== Problem to solve ==
Retype, exactly and with nothing added, the lines from the one showing "boards, it would be much appreciated." through the final line of the material. Omit pictures.

········

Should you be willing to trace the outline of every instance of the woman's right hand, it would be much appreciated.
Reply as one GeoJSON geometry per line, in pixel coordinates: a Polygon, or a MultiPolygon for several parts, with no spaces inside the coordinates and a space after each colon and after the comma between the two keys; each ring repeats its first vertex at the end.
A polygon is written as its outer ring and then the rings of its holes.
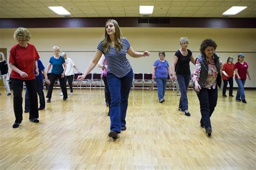
{"type": "Polygon", "coordinates": [[[28,77],[29,75],[28,75],[28,74],[26,74],[26,73],[25,72],[23,72],[22,71],[21,71],[19,73],[19,75],[21,75],[21,76],[22,77],[28,77]]]}
{"type": "Polygon", "coordinates": [[[200,91],[200,90],[201,90],[201,86],[200,86],[199,84],[198,84],[198,82],[197,81],[195,81],[194,82],[194,90],[196,91],[200,91]]]}
{"type": "Polygon", "coordinates": [[[79,75],[79,76],[77,77],[77,80],[84,80],[84,78],[85,78],[85,76],[84,76],[83,75],[79,75]]]}

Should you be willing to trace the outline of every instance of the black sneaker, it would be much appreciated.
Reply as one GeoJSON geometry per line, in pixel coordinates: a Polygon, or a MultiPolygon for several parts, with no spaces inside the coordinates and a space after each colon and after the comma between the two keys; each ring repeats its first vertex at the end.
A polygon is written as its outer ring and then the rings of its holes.
{"type": "Polygon", "coordinates": [[[17,123],[17,122],[14,122],[14,125],[12,125],[12,128],[18,128],[18,126],[19,126],[19,124],[21,123],[21,122],[18,122],[18,123],[17,123]]]}
{"type": "Polygon", "coordinates": [[[39,123],[39,120],[35,118],[29,119],[29,121],[33,122],[33,123],[39,123]]]}
{"type": "Polygon", "coordinates": [[[184,111],[184,112],[185,114],[185,115],[187,116],[190,116],[190,112],[188,112],[188,111],[187,111],[187,109],[186,109],[184,111]]]}
{"type": "Polygon", "coordinates": [[[124,131],[126,130],[126,126],[121,126],[121,130],[124,131]]]}
{"type": "Polygon", "coordinates": [[[116,131],[111,131],[109,132],[109,136],[111,138],[112,138],[113,139],[117,139],[118,137],[117,133],[116,131]]]}

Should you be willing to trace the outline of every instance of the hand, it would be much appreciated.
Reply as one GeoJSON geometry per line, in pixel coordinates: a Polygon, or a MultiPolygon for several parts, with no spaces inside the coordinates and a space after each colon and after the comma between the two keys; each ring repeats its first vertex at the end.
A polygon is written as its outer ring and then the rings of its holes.
{"type": "Polygon", "coordinates": [[[198,84],[198,82],[194,82],[194,90],[196,91],[200,91],[200,90],[201,90],[201,87],[200,86],[199,84],[198,84]]]}
{"type": "Polygon", "coordinates": [[[144,52],[143,53],[143,55],[144,56],[149,56],[150,55],[150,54],[151,54],[150,52],[149,52],[146,51],[144,51],[144,52]]]}
{"type": "Polygon", "coordinates": [[[79,76],[77,77],[77,80],[84,80],[84,78],[85,78],[85,76],[84,76],[83,75],[79,75],[79,76]]]}
{"type": "Polygon", "coordinates": [[[37,76],[39,75],[39,71],[38,68],[36,68],[36,73],[35,74],[35,75],[37,76]]]}
{"type": "Polygon", "coordinates": [[[28,75],[28,74],[26,74],[26,73],[25,72],[23,72],[22,71],[21,71],[19,73],[19,75],[22,77],[28,77],[29,75],[28,75]]]}
{"type": "Polygon", "coordinates": [[[50,84],[51,83],[50,82],[50,80],[49,80],[48,79],[46,79],[45,80],[45,83],[46,83],[48,85],[50,85],[50,84]]]}
{"type": "Polygon", "coordinates": [[[62,74],[62,78],[64,78],[65,77],[65,73],[62,74]]]}
{"type": "Polygon", "coordinates": [[[176,80],[177,79],[177,78],[176,77],[176,75],[173,75],[172,76],[172,80],[176,80]]]}

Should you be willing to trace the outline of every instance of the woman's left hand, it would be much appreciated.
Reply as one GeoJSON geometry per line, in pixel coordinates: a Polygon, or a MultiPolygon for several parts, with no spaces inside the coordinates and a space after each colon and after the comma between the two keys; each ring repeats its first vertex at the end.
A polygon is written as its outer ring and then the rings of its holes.
{"type": "Polygon", "coordinates": [[[144,52],[143,53],[143,56],[150,56],[150,52],[148,52],[148,51],[144,51],[144,52]]]}

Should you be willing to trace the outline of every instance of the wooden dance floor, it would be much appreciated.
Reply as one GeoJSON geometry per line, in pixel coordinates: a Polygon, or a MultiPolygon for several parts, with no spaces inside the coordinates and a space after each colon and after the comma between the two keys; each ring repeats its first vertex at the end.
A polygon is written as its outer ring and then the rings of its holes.
{"type": "Polygon", "coordinates": [[[245,90],[247,104],[223,97],[219,90],[211,137],[200,126],[199,101],[192,90],[191,117],[178,111],[179,96],[171,90],[161,104],[156,89],[131,90],[127,130],[115,140],[108,136],[103,89],[76,89],[66,101],[54,89],[51,103],[39,111],[40,123],[29,122],[24,113],[17,129],[12,128],[12,91],[6,96],[0,90],[1,169],[256,168],[255,90],[245,90]]]}

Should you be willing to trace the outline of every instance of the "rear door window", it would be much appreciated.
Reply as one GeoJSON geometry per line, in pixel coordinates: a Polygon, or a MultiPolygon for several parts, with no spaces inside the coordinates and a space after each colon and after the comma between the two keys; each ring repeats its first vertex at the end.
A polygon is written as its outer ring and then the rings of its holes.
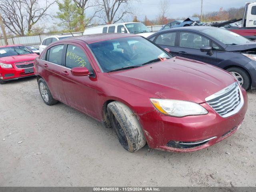
{"type": "Polygon", "coordinates": [[[253,6],[252,7],[251,14],[253,15],[256,15],[256,6],[253,6]]]}
{"type": "Polygon", "coordinates": [[[122,33],[122,27],[123,27],[124,28],[124,32],[125,33],[127,33],[127,30],[126,30],[126,29],[124,27],[124,26],[123,25],[118,25],[117,26],[117,32],[120,33],[122,33]]]}
{"type": "Polygon", "coordinates": [[[46,44],[45,44],[46,43],[45,42],[46,42],[46,39],[45,39],[43,41],[43,42],[42,43],[42,44],[43,45],[46,45],[46,44]]]}
{"type": "Polygon", "coordinates": [[[90,72],[92,68],[84,52],[79,47],[68,45],[66,54],[66,66],[72,69],[76,67],[86,67],[90,72]]]}
{"type": "Polygon", "coordinates": [[[209,39],[194,33],[180,33],[180,47],[200,49],[205,46],[210,46],[209,39]]]}
{"type": "Polygon", "coordinates": [[[108,30],[107,27],[104,27],[102,30],[102,33],[107,33],[107,30],[108,30]]]}
{"type": "Polygon", "coordinates": [[[46,39],[45,41],[45,45],[47,46],[52,43],[52,38],[48,38],[46,39]]]}
{"type": "Polygon", "coordinates": [[[58,40],[56,38],[52,38],[52,42],[53,43],[56,41],[58,41],[58,40]]]}
{"type": "Polygon", "coordinates": [[[47,61],[61,65],[64,47],[64,45],[59,45],[54,46],[49,49],[47,50],[47,61]]]}
{"type": "Polygon", "coordinates": [[[155,42],[159,45],[174,46],[175,44],[176,37],[176,32],[164,33],[157,37],[155,42]]]}
{"type": "Polygon", "coordinates": [[[108,33],[114,33],[115,28],[116,27],[115,26],[108,27],[108,33]]]}

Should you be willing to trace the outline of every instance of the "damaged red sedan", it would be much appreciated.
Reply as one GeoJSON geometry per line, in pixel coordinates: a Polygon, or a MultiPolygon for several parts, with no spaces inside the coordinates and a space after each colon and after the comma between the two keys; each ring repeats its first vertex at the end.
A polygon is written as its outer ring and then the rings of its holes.
{"type": "Polygon", "coordinates": [[[136,35],[58,41],[34,64],[46,104],[59,101],[102,122],[130,152],[146,142],[168,151],[205,148],[236,131],[247,108],[245,90],[228,72],[136,35]]]}
{"type": "Polygon", "coordinates": [[[34,60],[38,56],[22,45],[0,46],[0,84],[34,75],[34,60]]]}

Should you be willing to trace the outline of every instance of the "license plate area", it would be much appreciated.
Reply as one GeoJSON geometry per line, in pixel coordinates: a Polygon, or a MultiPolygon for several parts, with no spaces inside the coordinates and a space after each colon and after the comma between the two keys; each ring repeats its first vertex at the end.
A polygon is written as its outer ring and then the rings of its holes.
{"type": "Polygon", "coordinates": [[[25,74],[28,73],[31,73],[34,72],[34,69],[33,68],[28,68],[28,69],[24,69],[24,72],[25,74]]]}

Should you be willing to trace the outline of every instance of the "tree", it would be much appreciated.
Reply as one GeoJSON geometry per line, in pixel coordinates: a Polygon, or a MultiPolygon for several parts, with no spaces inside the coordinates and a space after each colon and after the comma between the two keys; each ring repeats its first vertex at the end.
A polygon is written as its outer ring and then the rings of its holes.
{"type": "Polygon", "coordinates": [[[131,14],[129,3],[132,0],[98,0],[97,4],[100,8],[99,16],[107,24],[116,23],[120,20],[124,21],[125,16],[131,14]]]}
{"type": "Polygon", "coordinates": [[[167,0],[161,0],[160,4],[160,15],[158,18],[158,23],[160,25],[164,25],[168,22],[168,20],[166,16],[168,7],[168,3],[167,0]]]}
{"type": "Polygon", "coordinates": [[[68,31],[72,32],[78,28],[79,8],[72,0],[64,0],[63,3],[58,2],[57,4],[60,12],[57,12],[56,17],[61,22],[58,25],[64,26],[68,31]]]}
{"type": "Polygon", "coordinates": [[[78,9],[78,14],[79,16],[78,22],[80,25],[80,28],[83,30],[86,27],[90,25],[92,20],[96,16],[96,14],[100,10],[95,10],[93,15],[91,17],[86,17],[86,9],[93,7],[96,7],[97,4],[89,4],[89,0],[73,0],[76,6],[78,9]]]}
{"type": "Polygon", "coordinates": [[[30,34],[33,26],[49,15],[47,11],[55,2],[55,0],[46,0],[41,7],[39,0],[1,0],[0,13],[5,26],[16,35],[30,34]]]}
{"type": "Polygon", "coordinates": [[[146,26],[149,26],[150,25],[152,25],[152,23],[150,22],[150,21],[149,20],[148,20],[148,18],[147,17],[146,15],[145,16],[145,18],[144,19],[144,22],[143,22],[144,23],[144,24],[146,26]]]}
{"type": "Polygon", "coordinates": [[[134,16],[134,17],[133,17],[132,22],[139,22],[139,20],[137,18],[137,16],[134,16]]]}

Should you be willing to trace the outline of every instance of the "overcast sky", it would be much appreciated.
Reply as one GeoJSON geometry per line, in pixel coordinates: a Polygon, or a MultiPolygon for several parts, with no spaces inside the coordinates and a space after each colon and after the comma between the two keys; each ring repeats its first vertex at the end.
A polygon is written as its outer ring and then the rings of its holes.
{"type": "MultiPolygon", "coordinates": [[[[167,17],[176,18],[190,16],[201,13],[201,0],[167,0],[169,2],[167,17]]],[[[160,0],[141,0],[140,3],[134,3],[137,8],[137,15],[142,20],[146,15],[148,19],[154,18],[159,14],[160,0]]],[[[244,6],[245,3],[252,0],[203,0],[203,12],[218,11],[222,7],[224,9],[231,7],[244,6]]]]}
{"type": "MultiPolygon", "coordinates": [[[[166,16],[169,18],[182,18],[191,16],[194,13],[201,13],[201,0],[166,0],[169,2],[166,16]]],[[[245,3],[250,0],[203,0],[203,12],[206,13],[212,11],[218,11],[222,7],[224,9],[228,9],[231,7],[240,8],[244,7],[245,3]]],[[[40,5],[44,6],[46,0],[40,0],[40,5]]],[[[253,1],[253,0],[250,0],[253,1]]],[[[160,14],[159,4],[160,0],[134,0],[132,2],[132,7],[133,12],[138,17],[138,19],[142,21],[145,16],[148,18],[153,20],[156,18],[160,14]]],[[[53,5],[50,8],[49,12],[52,15],[55,15],[58,11],[57,4],[53,5]]],[[[87,16],[90,16],[93,14],[93,9],[87,10],[87,16]]],[[[52,20],[45,24],[45,21],[42,21],[39,24],[44,24],[46,27],[49,27],[53,24],[59,22],[59,21],[53,18],[52,20]]],[[[131,21],[132,18],[126,18],[126,21],[131,21]]],[[[99,21],[98,23],[103,23],[102,21],[99,21]]],[[[122,22],[120,21],[120,22],[122,22]]],[[[50,28],[51,27],[50,27],[50,28]]]]}

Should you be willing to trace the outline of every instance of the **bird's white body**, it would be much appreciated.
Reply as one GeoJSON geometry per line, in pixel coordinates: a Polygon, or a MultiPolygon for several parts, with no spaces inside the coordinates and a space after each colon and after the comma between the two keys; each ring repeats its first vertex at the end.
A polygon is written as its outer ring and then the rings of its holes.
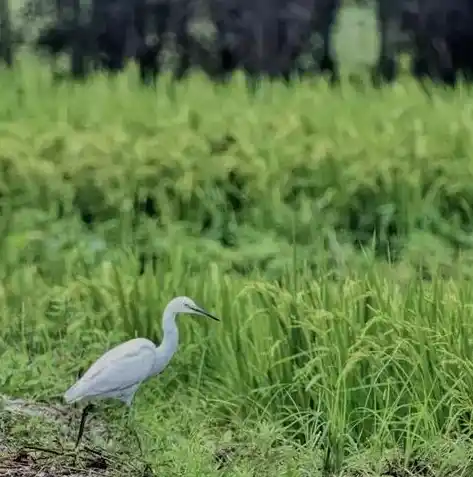
{"type": "Polygon", "coordinates": [[[161,373],[179,345],[176,325],[178,313],[194,313],[215,318],[190,298],[177,297],[163,313],[163,340],[156,345],[145,338],[135,338],[107,351],[64,394],[68,403],[84,399],[114,398],[131,405],[140,384],[161,373]]]}

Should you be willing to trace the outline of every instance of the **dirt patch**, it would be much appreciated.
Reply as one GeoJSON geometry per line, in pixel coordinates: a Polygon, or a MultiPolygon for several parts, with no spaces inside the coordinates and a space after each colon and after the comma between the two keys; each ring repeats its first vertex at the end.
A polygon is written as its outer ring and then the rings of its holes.
{"type": "Polygon", "coordinates": [[[3,477],[112,477],[142,476],[144,471],[118,457],[86,448],[80,453],[21,449],[0,457],[3,477]]]}

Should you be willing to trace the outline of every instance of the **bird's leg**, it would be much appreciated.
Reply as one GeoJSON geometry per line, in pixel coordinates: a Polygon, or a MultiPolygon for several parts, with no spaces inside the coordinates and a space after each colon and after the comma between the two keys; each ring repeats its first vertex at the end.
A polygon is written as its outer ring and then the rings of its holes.
{"type": "Polygon", "coordinates": [[[84,407],[84,410],[82,411],[82,417],[80,419],[80,425],[79,425],[79,433],[77,435],[77,440],[76,440],[76,446],[75,446],[75,449],[77,449],[77,447],[79,446],[80,444],[80,441],[82,439],[82,435],[84,434],[84,427],[85,427],[85,420],[87,419],[87,415],[89,414],[89,412],[93,409],[93,405],[92,404],[87,404],[87,406],[84,407]]]}
{"type": "Polygon", "coordinates": [[[138,432],[136,432],[136,428],[134,426],[134,423],[132,423],[132,408],[131,406],[125,411],[126,414],[126,427],[133,433],[133,435],[136,438],[136,442],[138,442],[138,449],[140,450],[140,454],[143,457],[143,446],[141,445],[141,439],[140,436],[138,435],[138,432]]]}

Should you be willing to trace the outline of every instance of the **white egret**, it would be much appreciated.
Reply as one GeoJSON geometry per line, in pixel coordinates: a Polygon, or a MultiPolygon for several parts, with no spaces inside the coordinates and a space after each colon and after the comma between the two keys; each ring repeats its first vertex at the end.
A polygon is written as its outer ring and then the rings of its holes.
{"type": "MultiPolygon", "coordinates": [[[[147,378],[161,373],[171,361],[179,345],[176,316],[179,313],[208,316],[220,321],[186,297],[173,298],[163,313],[163,339],[159,346],[146,338],[135,338],[103,354],[64,394],[67,403],[81,400],[112,398],[131,408],[133,397],[147,378]]],[[[91,409],[89,403],[82,412],[76,447],[84,432],[85,419],[91,409]]],[[[138,438],[141,450],[141,443],[138,438]]]]}

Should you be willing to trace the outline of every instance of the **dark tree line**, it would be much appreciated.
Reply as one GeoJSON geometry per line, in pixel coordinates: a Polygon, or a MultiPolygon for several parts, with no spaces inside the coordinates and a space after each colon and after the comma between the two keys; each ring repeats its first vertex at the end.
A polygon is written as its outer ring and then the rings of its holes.
{"type": "MultiPolygon", "coordinates": [[[[473,0],[373,0],[380,50],[373,67],[376,84],[390,82],[398,70],[398,40],[407,34],[411,71],[419,79],[455,84],[473,76],[473,0]]],[[[71,74],[93,70],[111,74],[134,59],[143,83],[152,84],[172,52],[176,80],[195,67],[216,81],[243,70],[254,84],[261,77],[290,81],[294,74],[323,72],[336,83],[332,33],[341,0],[30,0],[25,24],[49,18],[36,47],[52,57],[67,52],[71,74]],[[212,28],[196,38],[196,19],[212,28]],[[315,46],[318,40],[319,47],[315,46]],[[301,61],[309,56],[310,67],[301,61]]],[[[365,2],[363,2],[365,3],[365,2]]],[[[13,63],[8,0],[0,0],[0,46],[13,63]],[[10,45],[10,46],[8,46],[10,45]]]]}

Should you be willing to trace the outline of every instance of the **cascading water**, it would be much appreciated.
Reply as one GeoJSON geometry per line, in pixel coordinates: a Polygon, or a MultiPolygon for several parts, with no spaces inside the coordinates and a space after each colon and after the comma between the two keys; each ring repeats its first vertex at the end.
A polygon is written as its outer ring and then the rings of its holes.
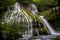
{"type": "Polygon", "coordinates": [[[55,37],[60,36],[60,33],[56,33],[53,28],[49,25],[49,23],[44,19],[43,16],[40,16],[40,19],[42,21],[42,23],[45,25],[44,27],[49,30],[49,32],[51,33],[51,35],[54,35],[55,37]]]}

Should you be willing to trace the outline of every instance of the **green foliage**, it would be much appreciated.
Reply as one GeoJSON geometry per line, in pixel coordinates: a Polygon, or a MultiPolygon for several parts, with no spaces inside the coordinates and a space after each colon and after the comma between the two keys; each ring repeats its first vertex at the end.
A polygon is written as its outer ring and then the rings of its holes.
{"type": "Polygon", "coordinates": [[[57,17],[56,14],[57,13],[52,12],[51,10],[46,10],[46,11],[40,12],[39,15],[45,16],[47,20],[55,20],[57,17]]]}
{"type": "Polygon", "coordinates": [[[31,3],[31,0],[17,0],[22,5],[29,5],[31,3]]]}

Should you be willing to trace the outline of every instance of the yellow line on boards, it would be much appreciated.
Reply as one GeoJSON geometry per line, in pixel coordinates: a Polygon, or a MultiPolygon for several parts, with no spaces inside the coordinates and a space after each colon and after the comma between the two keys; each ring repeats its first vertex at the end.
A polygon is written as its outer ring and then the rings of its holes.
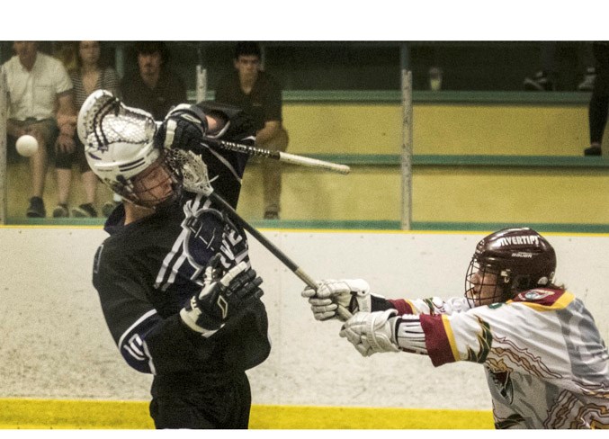
{"type": "MultiPolygon", "coordinates": [[[[253,405],[252,429],[492,429],[490,410],[253,405]]],[[[147,401],[0,399],[2,429],[150,429],[147,401]]]]}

········

== Problem solution ==
Should you be willing to trace the outline of every instance of the yellow line on boards, it would be much appreciated.
Reply as one GeoJSON geometry per line, in pixel coordinates: a Polygon, or a MultiPolygon for several parts, with no spaces inside the coordinates and a space after each colon and after the comma between the two keys; each ring repeats its first vertex at the end.
A polygon is written as its outer ring and then the rings of its holes.
{"type": "MultiPolygon", "coordinates": [[[[253,405],[252,429],[492,429],[490,410],[253,405]]],[[[147,401],[0,399],[2,429],[150,429],[147,401]]]]}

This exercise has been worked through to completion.